[Items listed in a dataset]
******************************

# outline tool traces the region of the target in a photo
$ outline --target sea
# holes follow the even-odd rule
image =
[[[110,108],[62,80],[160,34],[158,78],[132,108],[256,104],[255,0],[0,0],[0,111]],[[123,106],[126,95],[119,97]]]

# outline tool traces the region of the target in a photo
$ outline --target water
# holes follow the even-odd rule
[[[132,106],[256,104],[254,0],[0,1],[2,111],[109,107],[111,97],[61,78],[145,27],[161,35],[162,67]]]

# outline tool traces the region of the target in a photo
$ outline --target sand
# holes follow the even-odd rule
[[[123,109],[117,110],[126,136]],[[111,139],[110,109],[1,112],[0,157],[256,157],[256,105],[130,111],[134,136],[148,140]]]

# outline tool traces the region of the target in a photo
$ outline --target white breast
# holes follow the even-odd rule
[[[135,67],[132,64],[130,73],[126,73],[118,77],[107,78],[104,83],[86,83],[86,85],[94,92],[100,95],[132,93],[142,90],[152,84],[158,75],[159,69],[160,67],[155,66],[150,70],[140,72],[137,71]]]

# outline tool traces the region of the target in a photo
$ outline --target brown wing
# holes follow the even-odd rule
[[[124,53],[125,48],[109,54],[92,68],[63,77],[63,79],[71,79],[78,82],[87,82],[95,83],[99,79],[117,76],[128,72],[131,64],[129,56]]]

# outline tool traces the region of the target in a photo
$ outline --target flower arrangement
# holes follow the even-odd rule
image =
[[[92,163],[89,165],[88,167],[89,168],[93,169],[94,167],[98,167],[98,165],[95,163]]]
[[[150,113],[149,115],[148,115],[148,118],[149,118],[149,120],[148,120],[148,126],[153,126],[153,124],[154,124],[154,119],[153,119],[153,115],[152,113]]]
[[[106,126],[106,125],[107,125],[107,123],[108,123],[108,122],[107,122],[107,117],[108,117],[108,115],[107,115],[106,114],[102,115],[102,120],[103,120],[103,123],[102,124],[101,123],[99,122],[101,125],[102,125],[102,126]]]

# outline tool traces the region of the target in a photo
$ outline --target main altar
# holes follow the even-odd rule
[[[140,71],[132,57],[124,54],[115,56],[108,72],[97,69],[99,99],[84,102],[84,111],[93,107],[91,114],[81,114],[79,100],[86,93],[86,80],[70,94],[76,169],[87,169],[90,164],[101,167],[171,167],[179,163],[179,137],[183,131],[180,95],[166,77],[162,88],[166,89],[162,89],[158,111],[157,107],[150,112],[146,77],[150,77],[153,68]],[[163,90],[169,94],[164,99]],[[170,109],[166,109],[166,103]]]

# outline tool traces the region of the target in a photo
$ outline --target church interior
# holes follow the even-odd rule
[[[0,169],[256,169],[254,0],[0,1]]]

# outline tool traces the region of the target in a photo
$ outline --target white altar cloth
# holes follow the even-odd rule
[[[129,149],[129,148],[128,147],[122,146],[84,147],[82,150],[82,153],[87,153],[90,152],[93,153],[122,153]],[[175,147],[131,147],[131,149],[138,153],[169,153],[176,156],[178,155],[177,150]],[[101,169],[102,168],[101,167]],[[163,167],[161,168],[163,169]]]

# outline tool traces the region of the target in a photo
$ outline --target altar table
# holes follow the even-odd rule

******************************

* [INSTRUCTION]
Set out the complete listing exactly as shown.

* [COMPLETE RESPONSE]
# outline tool traces the region of the target in a photo
$ outline --target sea
# holes follow the even-odd rule
image =
[[[110,108],[62,80],[160,34],[158,78],[132,108],[256,104],[255,0],[0,0],[0,111]],[[123,106],[126,95],[119,97]]]

# outline tool traces the region of the target in a photo
$ outline --target water
# holes follow the even-odd rule
[[[132,106],[256,104],[254,0],[0,1],[2,111],[109,107],[111,97],[61,78],[145,27],[161,35],[162,67]]]

# outline tool traces the region of the target in a photo
$ outline --target sand
# holes follow the even-odd rule
[[[123,109],[117,110],[126,136]],[[111,139],[110,109],[1,112],[0,157],[256,157],[256,105],[130,111],[134,136],[148,140]]]

# outline tool traces the region of the target in a photo
$ outline --target white breast
# holes follow the even-odd rule
[[[135,67],[132,64],[130,73],[126,73],[118,77],[107,78],[104,83],[86,83],[86,85],[94,92],[100,95],[132,93],[142,90],[152,84],[158,75],[159,69],[160,67],[155,66],[150,70],[140,72],[137,71]]]

# outline tool traces the region of the target in a photo
$ outline --target brown wing
# holes follow the even-odd rule
[[[124,53],[125,48],[109,54],[92,68],[63,77],[63,79],[71,79],[78,82],[87,82],[95,83],[99,79],[117,76],[128,72],[131,64],[129,56]]]

# outline tool traces the region of the target in a photo
$ outline --target flower arrangement
# holes follow the even-odd rule
image =
[[[92,163],[89,165],[88,167],[89,168],[93,169],[94,167],[98,167],[98,165],[95,163]]]
[[[150,113],[149,115],[148,115],[148,118],[149,118],[149,120],[148,120],[148,126],[153,126],[153,124],[154,124],[154,119],[153,119],[153,115],[152,113]]]
[[[106,126],[106,125],[107,125],[107,123],[108,123],[108,122],[107,122],[107,117],[108,117],[108,115],[107,115],[106,114],[102,115],[102,120],[103,120],[103,123],[102,124],[101,123],[99,122],[101,125],[102,125],[102,126]]]

# outline tool traces the region of the target in a photo
$ outline --target main altar
# holes follow the even-odd rule
[[[140,71],[132,57],[124,54],[115,56],[108,72],[97,69],[99,99],[84,102],[84,111],[93,107],[91,114],[81,114],[79,100],[86,93],[86,80],[70,94],[76,169],[87,169],[90,164],[101,167],[171,167],[179,163],[179,137],[183,131],[180,95],[166,77],[162,88],[166,89],[162,89],[158,111],[157,107],[150,112],[146,77],[150,77],[153,68]],[[163,90],[169,94],[164,99]],[[170,109],[166,109],[166,103]]]

# outline tool traces the region of the target in a photo
$ outline --target church interior
# holes follow the even-odd rule
[[[0,169],[256,169],[254,0],[0,1]]]

# outline tool traces the region of the target in a photo
$ outline --target white altar cloth
# holes follow the even-odd rule
[[[129,149],[129,148],[128,147],[122,146],[84,147],[82,150],[82,153],[87,153],[90,152],[93,153],[122,153]],[[175,147],[131,147],[131,149],[138,153],[169,153],[176,156],[178,155],[177,150]],[[101,169],[102,168],[101,167]],[[163,167],[161,168],[163,169]]]

# outline tool traces the region of the target in a photo
$ outline --target altar table
# holes follow the even-odd rule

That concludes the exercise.